* **PASSAGE**:
#156011 - Lazy1 - Tue May 06, 2008 8:40 am
So I'm looking at libmpeg2 and it's mpeg2dec example...
I want to rip my eyes out...
To me example code is no good unless I end up understanding what and why it's doing, copy-paste is not an option :/
How do all of you handle such code?
Maybe I should look at ffmpeg/libavcodec instead, but I'm not sure if that's suitable for the DS.
#156015 - sgeos - Tue May 06, 2008 8:49 am
I'd rather have a bad example to work from than no example at all. I guess I usually end up heading to google. Answers tend to turn up if I'm really interested in solving the problem.
-Brendan
#156017 - simonjhall - Tue May 06, 2008 9:13 am
Ah I'm pissing around with that library at the moment and I've got it rigged up into our framework at work. So if you have any questions I can hopefully help you...however I'm not too comfortable with the 'api' so don't ask too much!
Btw have you tried debugging it? It's written in macros and gcc doesn't generate debugging information for functions which are entirely made of macros...

* **WHAT YOU HAVE TO DO**: Reproduce word for word the stretch of the libmpeg2 thread that begins with the words containing "To me example" and ends with "ask too much!".

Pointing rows

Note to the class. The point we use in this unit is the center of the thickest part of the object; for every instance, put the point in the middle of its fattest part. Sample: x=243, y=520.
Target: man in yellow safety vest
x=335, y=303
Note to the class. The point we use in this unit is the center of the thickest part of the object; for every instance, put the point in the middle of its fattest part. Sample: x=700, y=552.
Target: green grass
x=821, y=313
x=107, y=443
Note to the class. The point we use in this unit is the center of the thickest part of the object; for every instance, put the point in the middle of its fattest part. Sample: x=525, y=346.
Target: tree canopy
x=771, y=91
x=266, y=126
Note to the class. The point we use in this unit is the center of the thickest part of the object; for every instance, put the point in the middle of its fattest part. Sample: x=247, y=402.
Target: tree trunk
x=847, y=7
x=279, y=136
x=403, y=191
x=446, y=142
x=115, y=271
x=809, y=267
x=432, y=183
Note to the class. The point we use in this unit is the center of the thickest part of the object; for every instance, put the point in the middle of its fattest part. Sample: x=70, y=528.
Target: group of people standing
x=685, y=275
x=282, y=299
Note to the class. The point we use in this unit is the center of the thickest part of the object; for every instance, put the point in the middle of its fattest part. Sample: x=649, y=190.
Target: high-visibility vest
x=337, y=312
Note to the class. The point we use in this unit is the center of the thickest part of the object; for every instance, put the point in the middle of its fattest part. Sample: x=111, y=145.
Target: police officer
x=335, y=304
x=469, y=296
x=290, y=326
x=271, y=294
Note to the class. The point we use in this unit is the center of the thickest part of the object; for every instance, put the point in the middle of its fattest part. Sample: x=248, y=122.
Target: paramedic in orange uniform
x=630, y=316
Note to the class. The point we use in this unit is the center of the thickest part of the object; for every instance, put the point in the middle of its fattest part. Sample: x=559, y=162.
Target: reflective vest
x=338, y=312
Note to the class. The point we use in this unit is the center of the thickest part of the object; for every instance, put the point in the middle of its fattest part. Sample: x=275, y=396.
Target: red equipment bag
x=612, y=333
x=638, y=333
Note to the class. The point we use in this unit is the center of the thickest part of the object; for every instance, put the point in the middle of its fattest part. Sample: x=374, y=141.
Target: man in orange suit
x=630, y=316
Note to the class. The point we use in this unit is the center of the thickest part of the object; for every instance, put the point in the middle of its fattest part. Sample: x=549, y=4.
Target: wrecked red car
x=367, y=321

* **WRITTEN REPLY**:
To me example code is no good unless I end up understanding what and why it's doing, copy-paste is not an option :/
How do all of you handle such code?
Maybe I should look at ffmpeg/libavcodec instead, but I'm not sure if that's suitable for the DS.
#156015 - sgeos - Tue May 06, 2008 8:49 am
I'd rather have a bad example to work from than no example at all. I guess I usually end up heading to google. Answers tend to turn up if I'm really interested in solving the problem.
-Brendan
#156017 - simonjhall - Tue May 06, 2008 9:13 am
Ah I'm pissing around with that library at the moment and I've got it rigged up into our framework at work. So if you have any questions I can hopefully help you...however I'm not too comfortable with the 'api' so don't ask too much!